*** Task data ***

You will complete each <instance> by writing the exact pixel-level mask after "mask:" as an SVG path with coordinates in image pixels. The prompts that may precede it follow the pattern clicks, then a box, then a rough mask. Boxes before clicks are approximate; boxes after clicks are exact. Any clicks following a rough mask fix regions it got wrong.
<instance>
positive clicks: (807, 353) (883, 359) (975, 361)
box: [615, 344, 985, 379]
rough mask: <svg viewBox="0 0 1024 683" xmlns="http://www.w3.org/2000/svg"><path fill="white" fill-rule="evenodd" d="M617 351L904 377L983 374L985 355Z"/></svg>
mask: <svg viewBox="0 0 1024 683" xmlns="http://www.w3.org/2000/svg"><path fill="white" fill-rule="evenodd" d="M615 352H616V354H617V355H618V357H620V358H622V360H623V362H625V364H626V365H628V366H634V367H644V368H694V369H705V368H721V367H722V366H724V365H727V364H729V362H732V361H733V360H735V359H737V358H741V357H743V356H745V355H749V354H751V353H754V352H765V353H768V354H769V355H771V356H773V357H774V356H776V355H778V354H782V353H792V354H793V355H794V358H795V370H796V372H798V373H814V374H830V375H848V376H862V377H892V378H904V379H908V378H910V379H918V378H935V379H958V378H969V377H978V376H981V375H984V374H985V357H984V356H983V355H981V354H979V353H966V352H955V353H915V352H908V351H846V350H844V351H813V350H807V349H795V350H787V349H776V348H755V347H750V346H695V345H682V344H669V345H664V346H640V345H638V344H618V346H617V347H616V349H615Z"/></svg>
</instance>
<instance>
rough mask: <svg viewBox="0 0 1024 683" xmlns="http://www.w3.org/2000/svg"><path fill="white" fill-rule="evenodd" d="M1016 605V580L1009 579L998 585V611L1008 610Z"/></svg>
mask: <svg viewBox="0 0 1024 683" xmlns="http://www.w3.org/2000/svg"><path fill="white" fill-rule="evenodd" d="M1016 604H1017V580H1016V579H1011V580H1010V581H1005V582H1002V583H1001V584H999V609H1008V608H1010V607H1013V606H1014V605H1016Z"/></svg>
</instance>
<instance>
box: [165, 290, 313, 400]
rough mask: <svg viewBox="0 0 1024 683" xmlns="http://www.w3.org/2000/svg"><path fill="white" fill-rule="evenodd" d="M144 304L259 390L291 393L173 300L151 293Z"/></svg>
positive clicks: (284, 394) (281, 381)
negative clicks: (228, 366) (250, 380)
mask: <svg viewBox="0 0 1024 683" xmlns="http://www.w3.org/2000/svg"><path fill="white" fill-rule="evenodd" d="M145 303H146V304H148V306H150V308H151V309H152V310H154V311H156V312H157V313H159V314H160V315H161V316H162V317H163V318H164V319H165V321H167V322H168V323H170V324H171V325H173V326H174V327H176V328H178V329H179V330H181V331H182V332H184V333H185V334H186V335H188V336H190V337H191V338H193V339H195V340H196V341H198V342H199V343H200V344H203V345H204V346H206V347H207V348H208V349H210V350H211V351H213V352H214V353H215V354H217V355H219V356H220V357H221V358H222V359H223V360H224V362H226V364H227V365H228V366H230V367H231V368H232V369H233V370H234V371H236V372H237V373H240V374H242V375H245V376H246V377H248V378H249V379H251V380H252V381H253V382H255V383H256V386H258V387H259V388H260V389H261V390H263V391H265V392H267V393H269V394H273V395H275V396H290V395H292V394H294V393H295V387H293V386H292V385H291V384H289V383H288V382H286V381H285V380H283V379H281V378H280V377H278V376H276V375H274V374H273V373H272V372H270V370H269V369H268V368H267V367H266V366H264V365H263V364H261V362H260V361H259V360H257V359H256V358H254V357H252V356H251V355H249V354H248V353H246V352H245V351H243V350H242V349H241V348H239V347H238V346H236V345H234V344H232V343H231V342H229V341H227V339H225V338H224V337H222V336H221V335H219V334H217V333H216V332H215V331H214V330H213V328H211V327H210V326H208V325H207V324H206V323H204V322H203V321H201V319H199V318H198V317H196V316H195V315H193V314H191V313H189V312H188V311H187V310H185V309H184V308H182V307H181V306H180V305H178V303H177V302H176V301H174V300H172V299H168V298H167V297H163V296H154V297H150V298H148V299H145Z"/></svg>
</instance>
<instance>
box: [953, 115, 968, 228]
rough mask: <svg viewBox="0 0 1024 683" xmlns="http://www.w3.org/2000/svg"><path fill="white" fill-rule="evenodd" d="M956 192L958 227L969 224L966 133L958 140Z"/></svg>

*** End of Task data ***

### [To do]
Rewrite all of the records above with "rough mask" renamed to "coarse mask" and nothing else altered.

### [Result of this task]
You will complete each <instance> by writing the exact pixel-level mask after "mask:" as an SVG path with coordinates in image pixels. The prompts that may precede it follow the pattern clicks, then a box, then a coarse mask. Boxes before clicks are approximate; boxes after clicks are exact. Any clicks following a coarse mask fix regions it got wrong.
<instance>
positive clicks: (807, 353) (883, 359) (975, 361)
box: [615, 344, 985, 379]
coarse mask: <svg viewBox="0 0 1024 683" xmlns="http://www.w3.org/2000/svg"><path fill="white" fill-rule="evenodd" d="M617 351L904 377L983 374L985 355Z"/></svg>
mask: <svg viewBox="0 0 1024 683" xmlns="http://www.w3.org/2000/svg"><path fill="white" fill-rule="evenodd" d="M615 352H616V354H617V355H618V357H620V358H622V360H623V362H625V364H626V365H628V366H634V367H644V368H694V369H705V368H721V367H722V366H724V365H727V364H729V362H732V361H733V360H735V359H737V358H741V357H743V356H745V355H749V354H751V353H754V352H765V353H768V354H769V355H771V356H773V357H774V356H776V355H778V354H782V353H792V354H793V355H794V358H795V370H796V372H798V373H814V374H830V375H848V376H862V377H892V378H904V379H908V378H910V379H918V378H935V379H958V378H969V377H978V376H981V375H984V374H985V357H984V356H983V355H981V354H979V353H966V352H955V353H915V352H908V351H846V350H844V351H813V350H807V349H795V350H787V349H776V348H755V347H750V346H695V345H682V344H669V345H664V346H640V345H638V344H618V346H617V347H616V349H615Z"/></svg>
</instance>
<instance>
coarse mask: <svg viewBox="0 0 1024 683" xmlns="http://www.w3.org/2000/svg"><path fill="white" fill-rule="evenodd" d="M1016 605V580L1009 579L998 585V611L1008 610Z"/></svg>
mask: <svg viewBox="0 0 1024 683" xmlns="http://www.w3.org/2000/svg"><path fill="white" fill-rule="evenodd" d="M1016 604H1017V580H1016V579H1011V580H1010V581H1005V582H1002V583H1001V584H999V609H1008V608H1010V607H1013V606H1014V605H1016Z"/></svg>
</instance>
<instance>
box: [165, 290, 313, 400]
coarse mask: <svg viewBox="0 0 1024 683" xmlns="http://www.w3.org/2000/svg"><path fill="white" fill-rule="evenodd" d="M144 304L259 390L291 393L173 300L151 293Z"/></svg>
positive clicks: (284, 394) (281, 381)
negative clicks: (228, 366) (250, 380)
mask: <svg viewBox="0 0 1024 683" xmlns="http://www.w3.org/2000/svg"><path fill="white" fill-rule="evenodd" d="M145 303H146V304H148V306H150V308H151V309H152V310H154V311H156V312H157V313H159V314H160V315H161V316H162V317H163V318H164V319H165V321H167V322H168V323H170V324H171V325H173V326H174V327H176V328H178V329H179V330H181V331H182V332H184V333H185V334H186V335H188V336H190V337H191V338H193V339H195V340H196V341H198V342H199V343H200V344H203V345H204V346H206V347H207V348H208V349H210V350H211V351H213V352H214V353H215V354H217V355H219V356H220V357H221V358H222V359H223V360H224V362H226V364H227V365H228V366H230V367H231V368H232V369H233V370H234V371H236V372H237V373H240V374H242V375H245V376H246V377H248V378H249V379H251V380H252V381H253V382H255V383H256V386H258V387H259V388H260V389H261V390H263V391H265V392H267V393H269V394H273V395H275V396H290V395H292V394H294V393H295V387H293V386H292V385H291V384H289V383H288V382H286V381H285V380H283V379H281V378H280V377H278V376H276V375H274V374H273V373H272V372H270V370H269V369H268V368H267V367H266V366H264V365H263V364H261V362H260V361H259V360H257V359H256V358H254V357H252V356H251V355H249V354H248V353H246V352H245V351H243V350H242V349H241V348H239V347H238V346H236V345H234V344H232V343H231V342H229V341H227V339H225V338H224V337H222V336H221V335H219V334H217V333H216V332H215V331H214V330H213V328H211V327H210V326H208V325H207V324H206V323H204V322H203V321H201V319H199V318H198V317H196V316H195V315H193V314H191V313H189V312H188V311H187V310H185V309H184V308H182V307H181V306H180V305H178V303H177V302H176V301H174V300H172V299H168V298H167V297H163V296H154V297H150V298H148V299H145Z"/></svg>
</instance>
<instance>
box: [953, 115, 968, 228]
coarse mask: <svg viewBox="0 0 1024 683" xmlns="http://www.w3.org/2000/svg"><path fill="white" fill-rule="evenodd" d="M956 192L958 227L969 224L966 133L958 140Z"/></svg>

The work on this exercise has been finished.